**Try it:** Please print nothing but the lines from the one with "Indicate the shaved" to the last line of the records below, and omit pictures.

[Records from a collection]

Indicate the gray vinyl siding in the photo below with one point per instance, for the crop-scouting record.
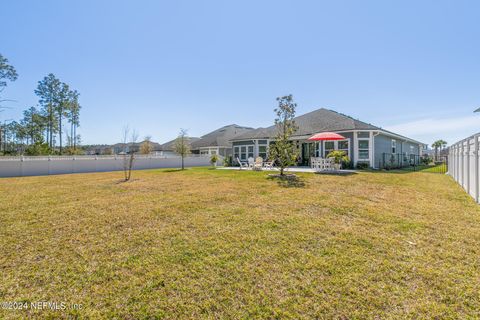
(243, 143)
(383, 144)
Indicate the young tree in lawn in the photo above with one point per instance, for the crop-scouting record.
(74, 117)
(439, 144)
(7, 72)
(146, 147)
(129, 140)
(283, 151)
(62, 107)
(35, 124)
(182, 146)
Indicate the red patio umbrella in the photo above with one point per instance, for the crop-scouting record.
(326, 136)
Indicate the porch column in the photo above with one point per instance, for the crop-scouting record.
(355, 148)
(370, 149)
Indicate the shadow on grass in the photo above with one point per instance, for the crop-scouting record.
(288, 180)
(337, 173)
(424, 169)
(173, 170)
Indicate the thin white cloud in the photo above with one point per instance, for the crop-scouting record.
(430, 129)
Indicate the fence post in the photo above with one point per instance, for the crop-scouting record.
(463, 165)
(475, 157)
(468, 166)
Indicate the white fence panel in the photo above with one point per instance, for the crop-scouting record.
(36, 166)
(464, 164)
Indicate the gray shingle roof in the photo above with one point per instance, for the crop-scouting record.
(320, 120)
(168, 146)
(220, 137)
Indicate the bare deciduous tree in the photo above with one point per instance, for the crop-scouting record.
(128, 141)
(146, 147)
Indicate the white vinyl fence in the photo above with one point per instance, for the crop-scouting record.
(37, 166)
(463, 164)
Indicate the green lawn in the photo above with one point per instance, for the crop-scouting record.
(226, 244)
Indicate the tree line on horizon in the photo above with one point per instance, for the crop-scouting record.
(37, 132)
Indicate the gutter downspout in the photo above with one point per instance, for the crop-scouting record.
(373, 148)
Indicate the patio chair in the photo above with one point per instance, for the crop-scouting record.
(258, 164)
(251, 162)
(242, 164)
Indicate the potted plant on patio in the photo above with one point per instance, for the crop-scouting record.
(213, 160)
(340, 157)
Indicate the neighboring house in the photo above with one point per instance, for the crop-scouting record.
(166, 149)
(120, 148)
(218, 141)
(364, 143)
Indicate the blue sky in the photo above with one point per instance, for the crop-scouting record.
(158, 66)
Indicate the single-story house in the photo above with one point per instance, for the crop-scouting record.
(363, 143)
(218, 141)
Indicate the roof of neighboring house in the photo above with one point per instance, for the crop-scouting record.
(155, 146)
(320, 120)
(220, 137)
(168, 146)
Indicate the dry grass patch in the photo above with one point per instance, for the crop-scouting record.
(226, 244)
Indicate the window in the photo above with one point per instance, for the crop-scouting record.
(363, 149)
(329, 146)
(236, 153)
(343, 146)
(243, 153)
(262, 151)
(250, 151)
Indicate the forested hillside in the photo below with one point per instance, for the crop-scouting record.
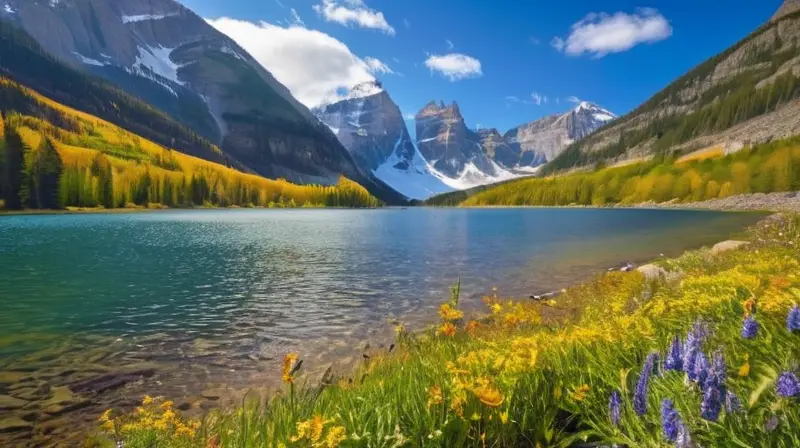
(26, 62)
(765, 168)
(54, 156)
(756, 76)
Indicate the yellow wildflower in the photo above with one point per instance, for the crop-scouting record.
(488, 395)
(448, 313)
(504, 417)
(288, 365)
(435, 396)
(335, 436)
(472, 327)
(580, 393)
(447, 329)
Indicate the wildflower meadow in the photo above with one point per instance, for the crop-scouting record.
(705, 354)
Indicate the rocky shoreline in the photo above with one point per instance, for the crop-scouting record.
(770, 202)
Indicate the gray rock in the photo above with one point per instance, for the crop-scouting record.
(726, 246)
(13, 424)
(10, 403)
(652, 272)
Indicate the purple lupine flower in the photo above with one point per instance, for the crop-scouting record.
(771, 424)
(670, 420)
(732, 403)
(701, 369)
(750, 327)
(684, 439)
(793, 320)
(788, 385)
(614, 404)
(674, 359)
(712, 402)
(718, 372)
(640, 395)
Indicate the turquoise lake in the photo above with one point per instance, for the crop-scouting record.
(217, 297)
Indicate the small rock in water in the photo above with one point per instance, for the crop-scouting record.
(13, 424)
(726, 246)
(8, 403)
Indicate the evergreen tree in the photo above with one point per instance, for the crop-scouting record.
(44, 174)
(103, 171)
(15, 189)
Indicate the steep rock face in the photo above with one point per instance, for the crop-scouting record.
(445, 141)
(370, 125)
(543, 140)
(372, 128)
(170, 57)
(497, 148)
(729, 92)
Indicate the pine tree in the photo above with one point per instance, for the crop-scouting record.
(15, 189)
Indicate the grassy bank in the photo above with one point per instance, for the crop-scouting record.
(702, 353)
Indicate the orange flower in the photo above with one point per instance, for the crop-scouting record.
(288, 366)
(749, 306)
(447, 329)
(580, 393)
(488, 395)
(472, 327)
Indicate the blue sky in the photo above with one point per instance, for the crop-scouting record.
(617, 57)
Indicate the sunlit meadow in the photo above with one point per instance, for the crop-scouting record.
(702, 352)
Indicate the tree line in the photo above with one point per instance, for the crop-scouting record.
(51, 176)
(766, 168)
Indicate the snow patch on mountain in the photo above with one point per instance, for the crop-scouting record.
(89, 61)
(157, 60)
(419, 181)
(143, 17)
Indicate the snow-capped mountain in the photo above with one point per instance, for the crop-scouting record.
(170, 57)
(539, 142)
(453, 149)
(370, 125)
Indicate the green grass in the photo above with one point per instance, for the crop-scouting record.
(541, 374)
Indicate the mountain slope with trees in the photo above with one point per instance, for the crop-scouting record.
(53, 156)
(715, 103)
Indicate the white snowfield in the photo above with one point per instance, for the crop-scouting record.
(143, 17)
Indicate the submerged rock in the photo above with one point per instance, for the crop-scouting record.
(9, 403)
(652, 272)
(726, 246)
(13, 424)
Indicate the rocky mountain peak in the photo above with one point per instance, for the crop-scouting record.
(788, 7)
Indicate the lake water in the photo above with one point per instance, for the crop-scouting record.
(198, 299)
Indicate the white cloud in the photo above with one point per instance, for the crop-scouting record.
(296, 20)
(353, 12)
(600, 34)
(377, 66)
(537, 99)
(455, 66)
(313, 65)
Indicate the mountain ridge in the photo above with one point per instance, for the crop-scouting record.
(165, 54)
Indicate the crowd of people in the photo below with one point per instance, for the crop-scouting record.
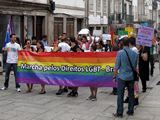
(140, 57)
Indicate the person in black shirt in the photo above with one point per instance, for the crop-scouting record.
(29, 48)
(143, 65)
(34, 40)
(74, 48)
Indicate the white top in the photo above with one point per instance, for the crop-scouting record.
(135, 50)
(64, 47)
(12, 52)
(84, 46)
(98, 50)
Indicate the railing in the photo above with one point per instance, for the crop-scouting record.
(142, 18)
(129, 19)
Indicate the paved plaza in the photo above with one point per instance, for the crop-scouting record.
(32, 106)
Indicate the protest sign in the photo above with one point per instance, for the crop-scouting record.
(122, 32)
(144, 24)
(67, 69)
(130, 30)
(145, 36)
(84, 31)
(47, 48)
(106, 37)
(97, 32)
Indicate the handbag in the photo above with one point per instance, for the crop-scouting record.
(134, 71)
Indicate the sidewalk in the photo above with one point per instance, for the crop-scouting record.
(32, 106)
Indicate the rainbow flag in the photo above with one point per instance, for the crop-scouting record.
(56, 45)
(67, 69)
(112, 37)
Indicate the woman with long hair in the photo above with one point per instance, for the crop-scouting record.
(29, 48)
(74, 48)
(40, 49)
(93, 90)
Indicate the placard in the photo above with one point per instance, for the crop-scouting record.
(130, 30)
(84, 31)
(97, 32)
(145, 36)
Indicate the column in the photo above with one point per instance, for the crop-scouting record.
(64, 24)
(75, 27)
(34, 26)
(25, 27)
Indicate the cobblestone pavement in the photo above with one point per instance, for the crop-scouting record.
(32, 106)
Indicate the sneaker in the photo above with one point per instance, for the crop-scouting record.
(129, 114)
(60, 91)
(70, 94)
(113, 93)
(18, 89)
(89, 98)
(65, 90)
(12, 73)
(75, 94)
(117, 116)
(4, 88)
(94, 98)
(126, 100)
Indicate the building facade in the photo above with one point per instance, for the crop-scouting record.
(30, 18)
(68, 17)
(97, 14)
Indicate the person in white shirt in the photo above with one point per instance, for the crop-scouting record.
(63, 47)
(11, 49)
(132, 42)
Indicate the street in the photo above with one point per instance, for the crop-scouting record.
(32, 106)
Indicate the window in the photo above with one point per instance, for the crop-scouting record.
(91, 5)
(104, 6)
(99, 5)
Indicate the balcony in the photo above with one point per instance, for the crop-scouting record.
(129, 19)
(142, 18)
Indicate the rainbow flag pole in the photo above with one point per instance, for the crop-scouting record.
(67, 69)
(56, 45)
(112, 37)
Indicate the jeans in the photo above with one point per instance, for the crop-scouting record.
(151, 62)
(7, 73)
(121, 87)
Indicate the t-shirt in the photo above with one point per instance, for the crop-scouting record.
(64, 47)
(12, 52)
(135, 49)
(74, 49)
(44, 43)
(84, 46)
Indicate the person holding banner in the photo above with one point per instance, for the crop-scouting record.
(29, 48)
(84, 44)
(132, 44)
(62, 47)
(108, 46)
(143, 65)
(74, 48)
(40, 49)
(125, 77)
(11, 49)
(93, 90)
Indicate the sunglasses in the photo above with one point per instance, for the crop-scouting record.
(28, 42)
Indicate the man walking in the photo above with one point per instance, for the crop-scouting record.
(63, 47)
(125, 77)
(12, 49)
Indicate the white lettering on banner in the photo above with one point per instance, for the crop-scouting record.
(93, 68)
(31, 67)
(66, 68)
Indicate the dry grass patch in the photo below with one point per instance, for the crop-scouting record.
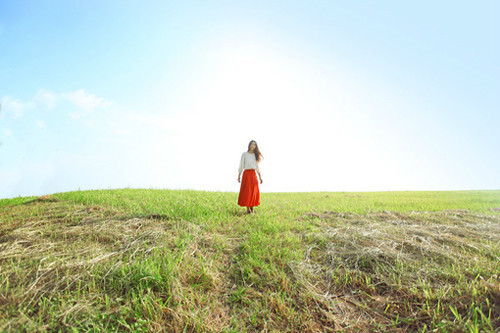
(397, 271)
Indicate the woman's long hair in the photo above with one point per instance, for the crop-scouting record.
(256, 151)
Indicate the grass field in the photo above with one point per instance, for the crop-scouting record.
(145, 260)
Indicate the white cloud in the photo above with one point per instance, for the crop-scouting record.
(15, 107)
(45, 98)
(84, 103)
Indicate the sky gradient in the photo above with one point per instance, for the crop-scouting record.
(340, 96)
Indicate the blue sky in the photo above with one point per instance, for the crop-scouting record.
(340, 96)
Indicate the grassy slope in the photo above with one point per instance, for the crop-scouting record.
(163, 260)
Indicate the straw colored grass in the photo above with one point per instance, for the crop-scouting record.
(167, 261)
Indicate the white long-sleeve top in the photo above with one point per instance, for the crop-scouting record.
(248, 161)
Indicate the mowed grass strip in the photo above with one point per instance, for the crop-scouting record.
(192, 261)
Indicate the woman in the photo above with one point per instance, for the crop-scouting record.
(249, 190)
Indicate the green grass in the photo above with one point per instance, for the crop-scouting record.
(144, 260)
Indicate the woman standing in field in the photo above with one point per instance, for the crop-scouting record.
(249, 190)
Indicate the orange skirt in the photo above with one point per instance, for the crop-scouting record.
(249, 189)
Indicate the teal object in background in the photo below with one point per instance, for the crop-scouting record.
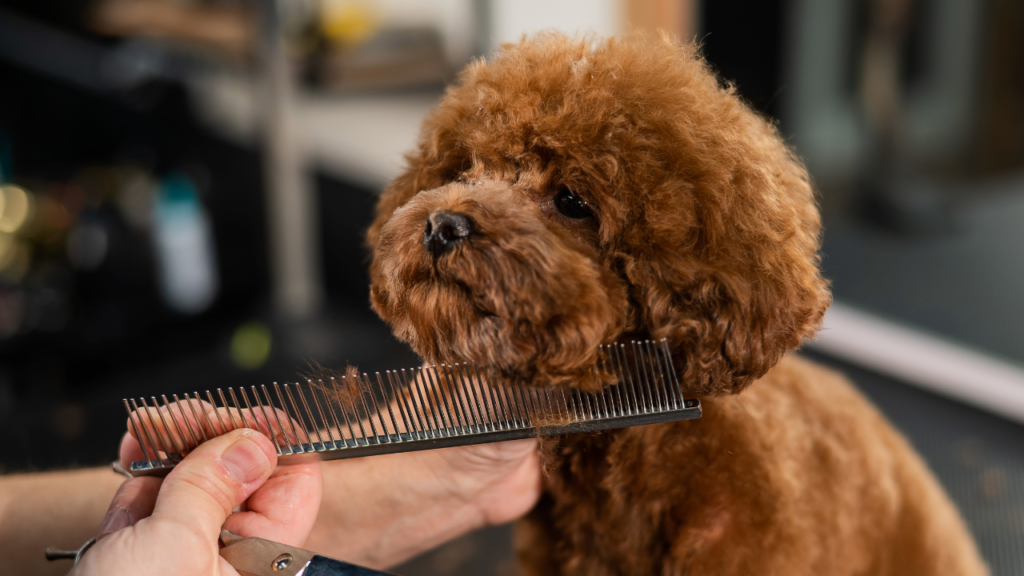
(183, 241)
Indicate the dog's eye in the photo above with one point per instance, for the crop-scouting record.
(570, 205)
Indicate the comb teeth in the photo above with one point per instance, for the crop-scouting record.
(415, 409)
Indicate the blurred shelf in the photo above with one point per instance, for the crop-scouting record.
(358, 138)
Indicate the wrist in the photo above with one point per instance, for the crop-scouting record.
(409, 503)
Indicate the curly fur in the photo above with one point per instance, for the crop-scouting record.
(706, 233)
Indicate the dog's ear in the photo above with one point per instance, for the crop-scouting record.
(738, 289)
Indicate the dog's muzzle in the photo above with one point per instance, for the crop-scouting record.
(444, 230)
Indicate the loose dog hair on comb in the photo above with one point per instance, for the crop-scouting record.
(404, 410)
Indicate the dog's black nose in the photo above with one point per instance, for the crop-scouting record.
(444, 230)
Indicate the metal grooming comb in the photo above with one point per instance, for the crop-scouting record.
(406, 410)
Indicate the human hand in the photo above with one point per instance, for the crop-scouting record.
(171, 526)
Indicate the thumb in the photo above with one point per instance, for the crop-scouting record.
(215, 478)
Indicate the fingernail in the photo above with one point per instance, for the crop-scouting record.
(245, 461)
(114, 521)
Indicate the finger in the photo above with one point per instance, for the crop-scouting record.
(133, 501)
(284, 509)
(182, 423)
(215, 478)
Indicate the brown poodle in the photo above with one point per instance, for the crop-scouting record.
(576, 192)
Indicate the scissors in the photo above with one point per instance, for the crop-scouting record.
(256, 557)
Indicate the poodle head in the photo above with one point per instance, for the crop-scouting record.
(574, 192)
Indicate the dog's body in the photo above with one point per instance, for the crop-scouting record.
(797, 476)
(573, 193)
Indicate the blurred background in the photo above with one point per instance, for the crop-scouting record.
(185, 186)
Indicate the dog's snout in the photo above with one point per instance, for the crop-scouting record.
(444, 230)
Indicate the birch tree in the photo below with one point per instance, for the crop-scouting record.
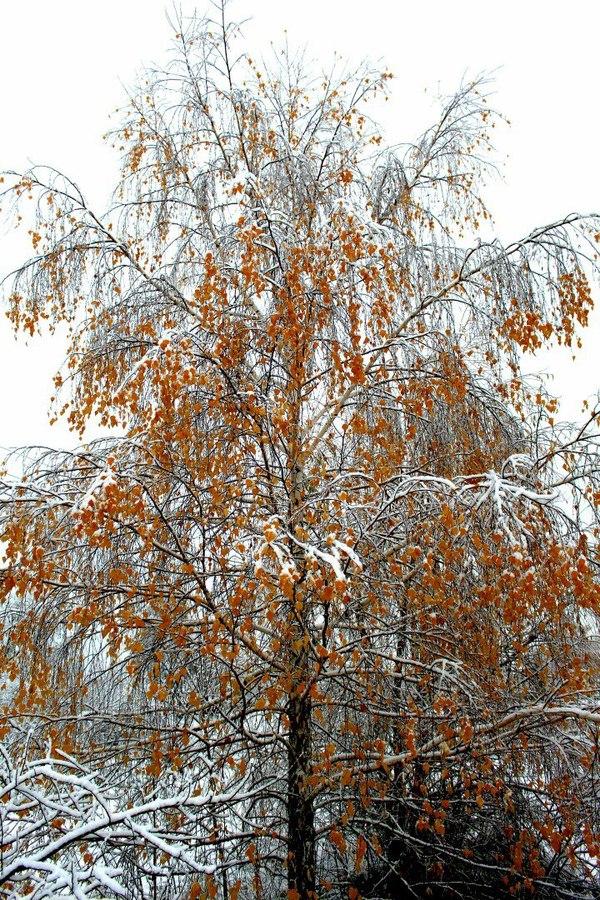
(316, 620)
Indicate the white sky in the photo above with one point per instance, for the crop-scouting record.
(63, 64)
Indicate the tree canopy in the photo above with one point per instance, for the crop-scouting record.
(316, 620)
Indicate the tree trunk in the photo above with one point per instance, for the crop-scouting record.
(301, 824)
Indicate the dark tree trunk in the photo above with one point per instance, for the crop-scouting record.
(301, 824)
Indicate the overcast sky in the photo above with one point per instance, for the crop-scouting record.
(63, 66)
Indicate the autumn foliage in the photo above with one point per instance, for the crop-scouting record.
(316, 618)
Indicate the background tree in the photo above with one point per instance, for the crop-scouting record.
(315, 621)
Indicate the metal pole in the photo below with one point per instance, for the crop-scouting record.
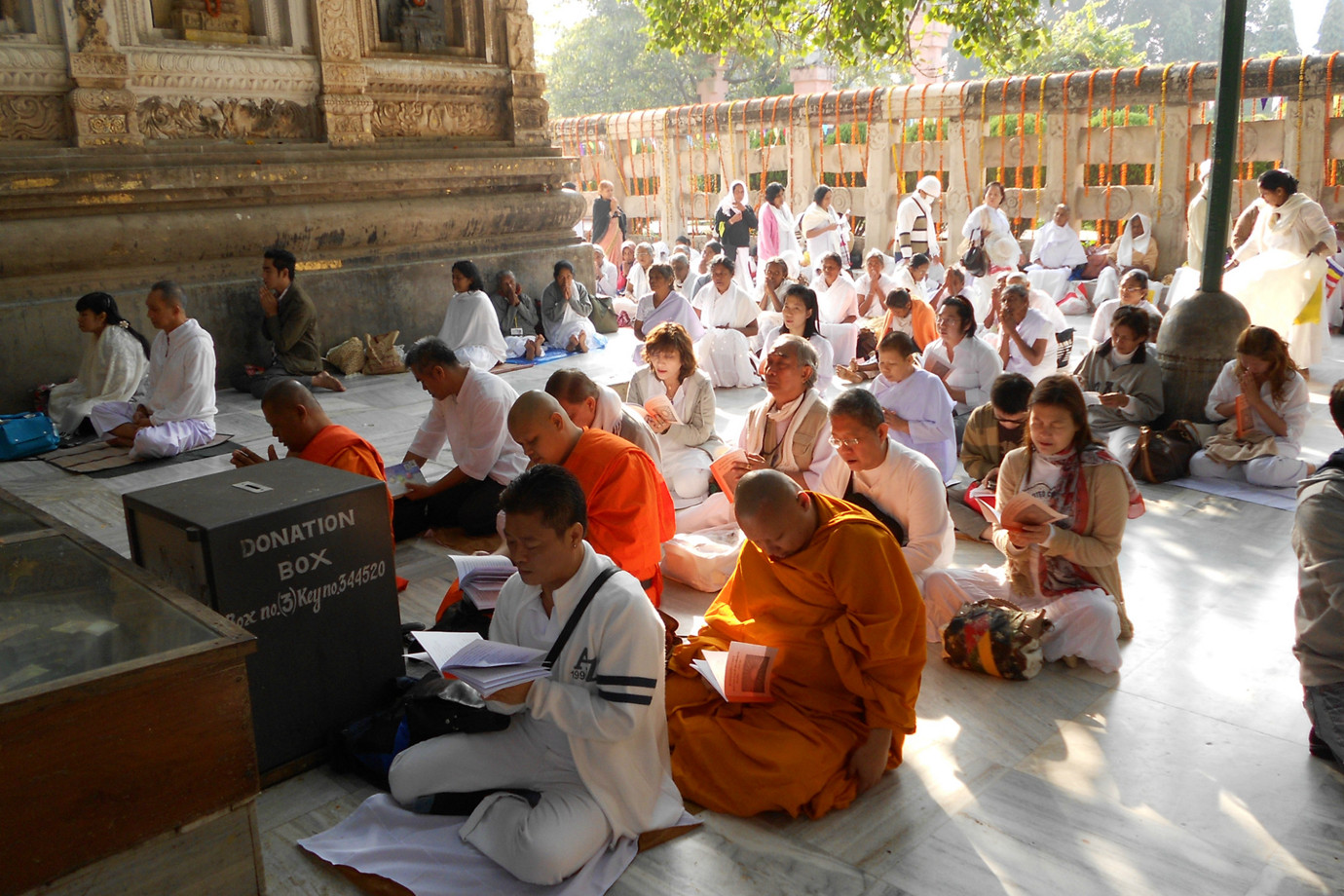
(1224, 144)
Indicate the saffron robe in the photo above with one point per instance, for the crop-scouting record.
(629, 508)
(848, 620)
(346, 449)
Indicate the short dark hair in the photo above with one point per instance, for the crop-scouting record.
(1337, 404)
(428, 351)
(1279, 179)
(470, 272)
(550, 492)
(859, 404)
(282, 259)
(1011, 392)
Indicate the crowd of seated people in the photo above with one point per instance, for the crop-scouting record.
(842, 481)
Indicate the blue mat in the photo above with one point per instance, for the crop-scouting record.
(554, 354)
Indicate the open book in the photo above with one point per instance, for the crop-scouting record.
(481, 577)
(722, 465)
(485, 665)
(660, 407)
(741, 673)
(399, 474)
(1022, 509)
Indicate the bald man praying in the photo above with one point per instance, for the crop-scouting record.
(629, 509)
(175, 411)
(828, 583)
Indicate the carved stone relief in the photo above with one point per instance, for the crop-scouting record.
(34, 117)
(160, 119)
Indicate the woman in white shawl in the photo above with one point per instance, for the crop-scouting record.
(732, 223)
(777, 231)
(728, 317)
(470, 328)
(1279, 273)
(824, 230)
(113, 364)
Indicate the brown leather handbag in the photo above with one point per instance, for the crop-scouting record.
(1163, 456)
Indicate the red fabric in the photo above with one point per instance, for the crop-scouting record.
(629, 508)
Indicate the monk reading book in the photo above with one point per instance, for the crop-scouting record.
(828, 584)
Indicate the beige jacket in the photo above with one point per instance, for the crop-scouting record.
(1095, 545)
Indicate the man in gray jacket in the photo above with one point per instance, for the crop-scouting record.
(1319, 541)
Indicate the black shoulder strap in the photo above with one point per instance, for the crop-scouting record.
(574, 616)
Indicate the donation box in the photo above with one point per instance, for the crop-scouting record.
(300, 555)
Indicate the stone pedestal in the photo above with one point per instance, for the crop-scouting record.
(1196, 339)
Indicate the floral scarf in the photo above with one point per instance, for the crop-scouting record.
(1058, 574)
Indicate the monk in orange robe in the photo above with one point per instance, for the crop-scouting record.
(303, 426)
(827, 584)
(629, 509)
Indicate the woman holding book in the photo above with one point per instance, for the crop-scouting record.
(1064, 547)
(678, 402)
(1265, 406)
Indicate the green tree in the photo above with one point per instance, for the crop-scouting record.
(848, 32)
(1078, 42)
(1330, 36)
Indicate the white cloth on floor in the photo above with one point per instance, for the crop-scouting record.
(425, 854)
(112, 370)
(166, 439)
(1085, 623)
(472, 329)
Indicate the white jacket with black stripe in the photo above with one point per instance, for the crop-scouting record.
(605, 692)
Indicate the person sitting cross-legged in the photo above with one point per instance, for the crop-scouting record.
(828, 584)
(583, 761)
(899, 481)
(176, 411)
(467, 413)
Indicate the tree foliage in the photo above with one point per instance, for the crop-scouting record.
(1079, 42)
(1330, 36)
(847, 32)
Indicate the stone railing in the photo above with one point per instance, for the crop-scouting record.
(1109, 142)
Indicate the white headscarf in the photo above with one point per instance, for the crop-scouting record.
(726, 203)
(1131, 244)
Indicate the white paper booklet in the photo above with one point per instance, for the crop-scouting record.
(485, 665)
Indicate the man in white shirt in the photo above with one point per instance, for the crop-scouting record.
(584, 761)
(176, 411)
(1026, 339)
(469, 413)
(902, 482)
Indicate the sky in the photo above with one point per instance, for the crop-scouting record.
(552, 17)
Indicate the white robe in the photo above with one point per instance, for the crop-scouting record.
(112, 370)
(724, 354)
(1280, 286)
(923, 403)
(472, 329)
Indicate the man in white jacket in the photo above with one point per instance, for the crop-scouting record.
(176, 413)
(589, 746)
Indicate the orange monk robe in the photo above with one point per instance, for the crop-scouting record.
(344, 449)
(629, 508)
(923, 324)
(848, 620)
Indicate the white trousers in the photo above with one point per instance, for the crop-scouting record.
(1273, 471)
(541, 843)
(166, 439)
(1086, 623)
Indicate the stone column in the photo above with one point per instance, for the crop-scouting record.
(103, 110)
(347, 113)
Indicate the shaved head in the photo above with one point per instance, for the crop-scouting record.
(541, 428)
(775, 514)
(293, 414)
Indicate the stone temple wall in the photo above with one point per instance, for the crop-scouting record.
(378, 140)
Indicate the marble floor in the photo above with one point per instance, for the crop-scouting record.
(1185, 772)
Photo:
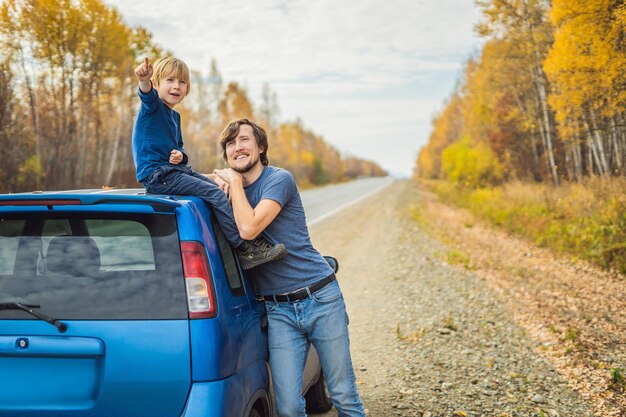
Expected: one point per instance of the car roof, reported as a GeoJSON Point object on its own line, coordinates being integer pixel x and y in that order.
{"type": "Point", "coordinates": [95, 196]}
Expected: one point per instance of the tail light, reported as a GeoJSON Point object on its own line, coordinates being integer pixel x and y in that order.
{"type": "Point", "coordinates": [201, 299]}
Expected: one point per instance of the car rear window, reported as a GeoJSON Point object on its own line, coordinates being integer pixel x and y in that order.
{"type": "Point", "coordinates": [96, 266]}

**Response:**
Indicate the shaved head in the photo above with one point per instance, for the crop-scouting record.
(541, 428)
(775, 514)
(293, 414)
Indicate the stone temple wall in the photo above with one point per instance, for the crop-scouting record.
(378, 140)
Indicate the marble floor in the photo above with one point per instance, for the crop-scouting record.
(1185, 772)
Photo:
Expected: one point per instance of the car roof, reported as a GeoJSON Point object on its own line, coordinates being integer pixel x and y in that order.
{"type": "Point", "coordinates": [95, 196]}
Expected: one point per instance of the tail light, reported as a GeoJSON Point object on its own line, coordinates being integer pixel x and y in that order.
{"type": "Point", "coordinates": [201, 299]}
Expected: one point per instance of the car rear window, reported as a GeoJSON Point object on its own line, coordinates being integer pixel x and y in that order.
{"type": "Point", "coordinates": [96, 266]}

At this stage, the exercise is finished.